▶ **What to produce**:
Return the following lines word for word, from the very first line down to the line containing "<point>601,788</point>", with that line included.

## Start

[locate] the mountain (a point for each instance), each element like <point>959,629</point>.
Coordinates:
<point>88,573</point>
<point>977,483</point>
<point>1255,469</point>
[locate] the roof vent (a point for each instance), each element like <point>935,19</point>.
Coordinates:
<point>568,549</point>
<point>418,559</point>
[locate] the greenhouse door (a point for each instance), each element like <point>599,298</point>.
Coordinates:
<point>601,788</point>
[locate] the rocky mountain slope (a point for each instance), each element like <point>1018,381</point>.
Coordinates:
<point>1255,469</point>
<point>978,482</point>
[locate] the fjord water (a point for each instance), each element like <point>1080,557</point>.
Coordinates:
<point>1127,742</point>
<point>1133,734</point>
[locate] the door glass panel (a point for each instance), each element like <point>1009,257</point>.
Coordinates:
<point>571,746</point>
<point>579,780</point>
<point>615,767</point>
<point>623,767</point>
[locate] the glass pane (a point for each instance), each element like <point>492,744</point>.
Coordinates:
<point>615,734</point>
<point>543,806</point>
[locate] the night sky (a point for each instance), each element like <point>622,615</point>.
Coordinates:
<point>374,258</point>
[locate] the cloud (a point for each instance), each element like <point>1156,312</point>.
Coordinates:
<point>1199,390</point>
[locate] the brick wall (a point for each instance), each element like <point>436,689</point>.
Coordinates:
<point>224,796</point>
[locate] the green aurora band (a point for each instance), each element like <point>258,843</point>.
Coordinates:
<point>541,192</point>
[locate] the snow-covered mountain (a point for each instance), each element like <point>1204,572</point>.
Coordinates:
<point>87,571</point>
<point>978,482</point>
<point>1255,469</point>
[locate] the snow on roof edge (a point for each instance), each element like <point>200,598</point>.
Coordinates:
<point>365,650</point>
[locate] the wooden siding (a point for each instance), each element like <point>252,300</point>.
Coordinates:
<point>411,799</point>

## End

▶ **Result of the task**:
[locate] the mountain (a point for each instance), each element like <point>959,629</point>.
Coordinates:
<point>88,573</point>
<point>977,483</point>
<point>1255,469</point>
[locate] the roof vent (a point for each instance), each element like <point>935,19</point>.
Coordinates:
<point>568,549</point>
<point>418,559</point>
[locate] the greenhouse door (a point for each instance), each element like <point>599,298</point>.
Coordinates:
<point>601,788</point>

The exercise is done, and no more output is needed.